*REQUIREMENT*
Count the lines below that contain the word "cloud", with uppercase and lowercase treated as different. Reply with the number only.

*EXCERPTED RECORDS*
▽

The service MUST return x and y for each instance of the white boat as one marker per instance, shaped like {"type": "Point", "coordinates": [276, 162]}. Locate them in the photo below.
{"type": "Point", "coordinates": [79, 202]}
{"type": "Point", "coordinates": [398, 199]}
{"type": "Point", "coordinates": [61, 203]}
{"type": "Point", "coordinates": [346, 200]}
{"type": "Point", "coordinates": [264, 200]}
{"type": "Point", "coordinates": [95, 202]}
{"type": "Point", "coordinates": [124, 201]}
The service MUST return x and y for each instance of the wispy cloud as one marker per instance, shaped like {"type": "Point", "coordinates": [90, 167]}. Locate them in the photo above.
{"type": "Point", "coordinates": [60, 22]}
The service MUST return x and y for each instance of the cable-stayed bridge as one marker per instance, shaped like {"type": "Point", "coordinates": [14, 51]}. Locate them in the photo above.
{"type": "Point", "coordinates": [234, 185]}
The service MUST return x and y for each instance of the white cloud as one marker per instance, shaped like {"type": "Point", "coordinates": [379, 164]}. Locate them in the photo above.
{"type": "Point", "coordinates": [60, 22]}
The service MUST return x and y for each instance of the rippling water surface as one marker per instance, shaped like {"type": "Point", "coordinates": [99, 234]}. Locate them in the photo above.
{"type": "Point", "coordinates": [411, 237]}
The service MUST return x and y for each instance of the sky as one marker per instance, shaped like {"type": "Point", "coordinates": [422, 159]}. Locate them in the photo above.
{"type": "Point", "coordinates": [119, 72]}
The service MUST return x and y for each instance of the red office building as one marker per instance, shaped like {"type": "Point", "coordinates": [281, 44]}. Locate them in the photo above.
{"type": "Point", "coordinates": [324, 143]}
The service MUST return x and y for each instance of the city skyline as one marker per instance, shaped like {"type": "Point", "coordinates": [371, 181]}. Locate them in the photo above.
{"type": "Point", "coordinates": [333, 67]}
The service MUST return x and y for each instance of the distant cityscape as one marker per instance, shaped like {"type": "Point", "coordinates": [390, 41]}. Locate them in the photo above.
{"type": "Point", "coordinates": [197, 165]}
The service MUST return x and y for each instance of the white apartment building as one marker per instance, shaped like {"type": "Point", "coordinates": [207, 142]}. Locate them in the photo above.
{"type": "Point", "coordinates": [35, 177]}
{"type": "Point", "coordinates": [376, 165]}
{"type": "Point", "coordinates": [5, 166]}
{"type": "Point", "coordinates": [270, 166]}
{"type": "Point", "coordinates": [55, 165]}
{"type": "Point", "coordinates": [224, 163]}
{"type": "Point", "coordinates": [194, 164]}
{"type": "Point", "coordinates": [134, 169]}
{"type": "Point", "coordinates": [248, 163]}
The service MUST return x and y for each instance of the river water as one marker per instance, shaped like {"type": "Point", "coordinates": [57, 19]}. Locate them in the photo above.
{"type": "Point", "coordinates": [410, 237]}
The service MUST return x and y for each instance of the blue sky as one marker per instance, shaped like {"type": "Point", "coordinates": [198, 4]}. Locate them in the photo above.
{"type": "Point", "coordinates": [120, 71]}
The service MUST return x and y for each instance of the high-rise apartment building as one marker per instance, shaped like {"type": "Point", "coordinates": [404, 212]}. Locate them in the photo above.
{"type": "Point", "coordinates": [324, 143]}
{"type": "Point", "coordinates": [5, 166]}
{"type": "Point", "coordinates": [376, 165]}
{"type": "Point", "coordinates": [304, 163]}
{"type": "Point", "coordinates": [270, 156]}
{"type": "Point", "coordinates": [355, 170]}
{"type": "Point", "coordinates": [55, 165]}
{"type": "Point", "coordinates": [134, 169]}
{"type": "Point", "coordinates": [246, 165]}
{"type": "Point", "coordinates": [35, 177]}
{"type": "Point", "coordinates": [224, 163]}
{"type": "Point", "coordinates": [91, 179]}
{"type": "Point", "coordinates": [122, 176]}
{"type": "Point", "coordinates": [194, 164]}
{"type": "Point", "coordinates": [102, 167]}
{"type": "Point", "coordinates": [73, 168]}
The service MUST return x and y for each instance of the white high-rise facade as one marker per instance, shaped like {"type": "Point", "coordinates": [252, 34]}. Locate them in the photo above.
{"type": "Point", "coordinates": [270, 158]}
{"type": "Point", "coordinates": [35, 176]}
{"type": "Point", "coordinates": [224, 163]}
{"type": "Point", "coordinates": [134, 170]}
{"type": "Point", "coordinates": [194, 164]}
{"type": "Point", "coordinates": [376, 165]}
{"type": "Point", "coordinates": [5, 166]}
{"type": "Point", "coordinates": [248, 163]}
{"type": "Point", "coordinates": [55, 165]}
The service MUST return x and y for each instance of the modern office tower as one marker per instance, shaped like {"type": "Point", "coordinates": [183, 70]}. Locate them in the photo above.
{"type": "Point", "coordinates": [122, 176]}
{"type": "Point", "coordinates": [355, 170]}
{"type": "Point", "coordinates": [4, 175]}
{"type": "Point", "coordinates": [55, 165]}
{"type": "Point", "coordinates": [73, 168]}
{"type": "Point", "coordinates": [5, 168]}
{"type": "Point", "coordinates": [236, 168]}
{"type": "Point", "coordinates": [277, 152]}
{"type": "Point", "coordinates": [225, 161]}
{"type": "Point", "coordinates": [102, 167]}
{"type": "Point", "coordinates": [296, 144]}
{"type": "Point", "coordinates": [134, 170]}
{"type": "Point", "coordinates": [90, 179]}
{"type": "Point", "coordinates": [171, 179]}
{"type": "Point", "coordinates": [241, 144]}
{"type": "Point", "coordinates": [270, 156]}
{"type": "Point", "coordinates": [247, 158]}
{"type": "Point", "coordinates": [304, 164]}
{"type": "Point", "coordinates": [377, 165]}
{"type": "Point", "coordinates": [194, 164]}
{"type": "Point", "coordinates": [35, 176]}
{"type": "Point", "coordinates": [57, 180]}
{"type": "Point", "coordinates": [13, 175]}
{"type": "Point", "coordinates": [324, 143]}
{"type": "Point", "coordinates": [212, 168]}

△

*REPLY TO THE TASK*
2